[BRIEF]: Reproduce every one of the records below word for word, leaving out the pictures.

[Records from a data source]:
════════════════════

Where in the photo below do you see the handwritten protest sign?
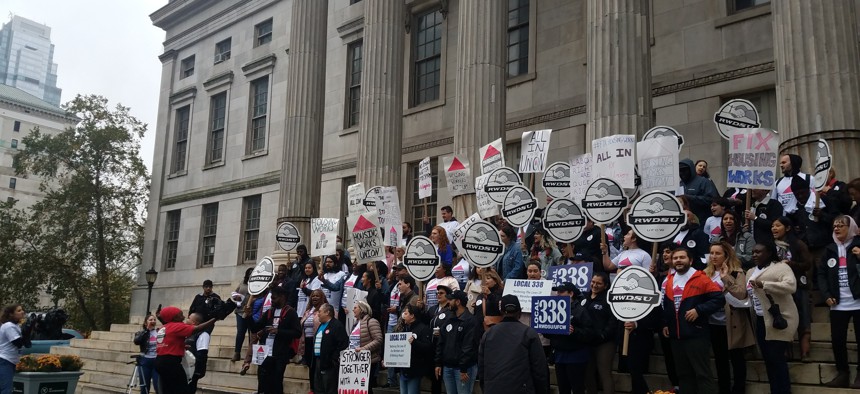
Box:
[376,186,403,247]
[382,332,414,368]
[480,138,505,174]
[346,183,367,215]
[337,349,370,394]
[502,279,552,312]
[636,137,681,194]
[346,211,385,264]
[519,129,552,174]
[531,296,570,335]
[570,153,593,205]
[310,218,340,257]
[726,128,779,189]
[475,174,499,219]
[591,134,636,189]
[418,157,433,198]
[442,155,475,197]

════════════════════

[ANSWER FOR THE TASK]:
Where in the photo below do you see the handwritten protest sign?
Box:
[376,186,403,247]
[382,332,414,368]
[480,138,505,174]
[346,183,367,215]
[337,349,370,394]
[502,279,552,312]
[636,137,681,194]
[346,211,385,264]
[519,129,552,174]
[531,296,570,335]
[570,153,593,205]
[310,218,340,257]
[726,128,779,189]
[475,174,499,219]
[591,134,636,189]
[418,157,433,198]
[442,155,475,197]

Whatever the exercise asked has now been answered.